Problem to work on: Which lines of the records contain "tall"? Collect every one of them.

Provided records:
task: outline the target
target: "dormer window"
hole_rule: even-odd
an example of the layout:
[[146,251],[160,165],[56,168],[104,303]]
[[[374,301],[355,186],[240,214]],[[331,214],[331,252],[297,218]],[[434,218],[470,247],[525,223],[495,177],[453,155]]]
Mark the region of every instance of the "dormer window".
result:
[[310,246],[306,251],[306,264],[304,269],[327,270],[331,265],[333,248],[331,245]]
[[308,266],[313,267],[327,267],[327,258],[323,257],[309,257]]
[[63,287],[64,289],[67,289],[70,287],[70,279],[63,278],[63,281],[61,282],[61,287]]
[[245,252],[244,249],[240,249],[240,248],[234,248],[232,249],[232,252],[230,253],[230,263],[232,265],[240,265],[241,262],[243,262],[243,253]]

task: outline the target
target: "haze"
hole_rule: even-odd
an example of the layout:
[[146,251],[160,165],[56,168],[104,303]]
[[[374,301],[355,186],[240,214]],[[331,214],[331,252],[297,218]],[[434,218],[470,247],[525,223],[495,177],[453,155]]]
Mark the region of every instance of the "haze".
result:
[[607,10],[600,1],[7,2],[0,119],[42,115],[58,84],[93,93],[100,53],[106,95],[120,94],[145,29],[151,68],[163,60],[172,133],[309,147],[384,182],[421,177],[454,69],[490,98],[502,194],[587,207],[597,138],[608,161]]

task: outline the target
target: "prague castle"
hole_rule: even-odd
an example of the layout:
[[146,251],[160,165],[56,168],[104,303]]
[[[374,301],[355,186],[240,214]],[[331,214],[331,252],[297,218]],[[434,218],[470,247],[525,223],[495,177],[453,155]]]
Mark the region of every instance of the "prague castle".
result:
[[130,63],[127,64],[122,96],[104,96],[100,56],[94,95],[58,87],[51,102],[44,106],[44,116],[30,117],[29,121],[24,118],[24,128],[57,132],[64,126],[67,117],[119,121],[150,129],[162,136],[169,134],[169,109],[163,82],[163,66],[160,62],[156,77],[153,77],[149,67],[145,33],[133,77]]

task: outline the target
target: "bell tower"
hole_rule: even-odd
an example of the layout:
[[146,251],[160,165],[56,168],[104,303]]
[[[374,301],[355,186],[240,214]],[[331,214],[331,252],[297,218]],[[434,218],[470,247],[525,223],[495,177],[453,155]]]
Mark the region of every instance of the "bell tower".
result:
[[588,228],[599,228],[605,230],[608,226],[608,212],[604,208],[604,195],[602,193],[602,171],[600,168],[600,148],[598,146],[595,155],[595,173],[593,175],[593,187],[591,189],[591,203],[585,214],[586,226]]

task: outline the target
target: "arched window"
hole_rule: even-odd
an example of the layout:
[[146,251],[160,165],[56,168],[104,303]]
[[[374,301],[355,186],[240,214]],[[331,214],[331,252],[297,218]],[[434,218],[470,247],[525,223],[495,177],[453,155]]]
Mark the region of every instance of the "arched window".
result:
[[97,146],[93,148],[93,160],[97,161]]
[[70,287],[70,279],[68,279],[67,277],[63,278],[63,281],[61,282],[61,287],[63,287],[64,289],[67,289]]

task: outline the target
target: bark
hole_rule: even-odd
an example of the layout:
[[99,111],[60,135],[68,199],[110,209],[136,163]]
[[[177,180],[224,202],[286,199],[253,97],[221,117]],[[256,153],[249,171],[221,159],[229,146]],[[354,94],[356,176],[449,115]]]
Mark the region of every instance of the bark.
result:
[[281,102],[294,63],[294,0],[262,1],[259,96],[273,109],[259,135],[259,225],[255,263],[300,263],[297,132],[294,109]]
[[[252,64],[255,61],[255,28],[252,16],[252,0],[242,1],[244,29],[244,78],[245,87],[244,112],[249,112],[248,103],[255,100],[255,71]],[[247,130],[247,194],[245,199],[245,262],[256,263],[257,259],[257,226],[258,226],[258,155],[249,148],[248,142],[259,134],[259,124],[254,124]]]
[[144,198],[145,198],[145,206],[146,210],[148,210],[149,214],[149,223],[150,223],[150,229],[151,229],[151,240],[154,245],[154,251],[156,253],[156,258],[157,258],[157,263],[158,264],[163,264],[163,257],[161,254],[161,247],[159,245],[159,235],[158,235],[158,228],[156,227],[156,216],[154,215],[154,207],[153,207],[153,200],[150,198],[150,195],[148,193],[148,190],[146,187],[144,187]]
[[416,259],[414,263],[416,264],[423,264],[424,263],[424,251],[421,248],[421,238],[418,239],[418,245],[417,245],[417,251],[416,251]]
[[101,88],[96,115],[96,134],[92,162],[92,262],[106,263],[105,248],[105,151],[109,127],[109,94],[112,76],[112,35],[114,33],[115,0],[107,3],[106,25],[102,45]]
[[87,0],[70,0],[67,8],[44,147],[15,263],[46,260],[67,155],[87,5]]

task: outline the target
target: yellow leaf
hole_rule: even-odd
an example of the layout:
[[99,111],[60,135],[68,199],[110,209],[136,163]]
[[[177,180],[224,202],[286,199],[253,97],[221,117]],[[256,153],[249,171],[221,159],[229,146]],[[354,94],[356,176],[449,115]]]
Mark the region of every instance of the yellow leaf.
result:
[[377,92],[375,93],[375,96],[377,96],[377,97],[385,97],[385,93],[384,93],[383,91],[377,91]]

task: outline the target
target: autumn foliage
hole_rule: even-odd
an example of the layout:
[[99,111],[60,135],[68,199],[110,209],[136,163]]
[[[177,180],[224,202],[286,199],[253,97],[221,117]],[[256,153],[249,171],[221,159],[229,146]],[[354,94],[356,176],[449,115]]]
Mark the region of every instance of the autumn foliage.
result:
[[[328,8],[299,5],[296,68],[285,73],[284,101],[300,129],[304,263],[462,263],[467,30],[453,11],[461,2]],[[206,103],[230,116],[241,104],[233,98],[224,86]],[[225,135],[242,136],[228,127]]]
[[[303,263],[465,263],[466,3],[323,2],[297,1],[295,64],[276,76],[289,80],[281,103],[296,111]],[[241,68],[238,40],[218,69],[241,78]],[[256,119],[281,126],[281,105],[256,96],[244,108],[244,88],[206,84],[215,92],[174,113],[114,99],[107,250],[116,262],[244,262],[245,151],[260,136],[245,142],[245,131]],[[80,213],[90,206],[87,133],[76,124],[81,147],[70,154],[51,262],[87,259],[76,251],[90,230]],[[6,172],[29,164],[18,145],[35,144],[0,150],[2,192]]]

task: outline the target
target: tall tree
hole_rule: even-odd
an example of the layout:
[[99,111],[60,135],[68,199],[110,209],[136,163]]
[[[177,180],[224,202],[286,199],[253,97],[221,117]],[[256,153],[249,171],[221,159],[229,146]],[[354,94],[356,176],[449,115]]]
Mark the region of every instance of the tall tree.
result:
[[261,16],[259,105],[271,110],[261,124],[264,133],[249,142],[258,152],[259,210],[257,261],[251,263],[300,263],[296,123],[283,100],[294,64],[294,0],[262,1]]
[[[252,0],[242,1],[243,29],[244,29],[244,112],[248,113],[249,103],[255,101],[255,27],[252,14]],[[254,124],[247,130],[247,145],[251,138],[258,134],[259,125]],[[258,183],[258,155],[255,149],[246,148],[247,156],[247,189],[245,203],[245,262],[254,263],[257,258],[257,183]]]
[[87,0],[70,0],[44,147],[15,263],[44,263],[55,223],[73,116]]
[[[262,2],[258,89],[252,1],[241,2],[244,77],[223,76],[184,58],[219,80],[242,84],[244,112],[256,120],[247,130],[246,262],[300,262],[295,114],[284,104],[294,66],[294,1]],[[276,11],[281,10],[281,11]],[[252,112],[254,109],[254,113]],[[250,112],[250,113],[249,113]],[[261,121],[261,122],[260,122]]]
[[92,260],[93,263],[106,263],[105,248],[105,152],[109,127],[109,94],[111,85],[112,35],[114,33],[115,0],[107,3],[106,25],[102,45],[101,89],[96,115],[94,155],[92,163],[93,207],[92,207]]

Task answer:
target: tall tree
Mark the region of every instance of the tall tree.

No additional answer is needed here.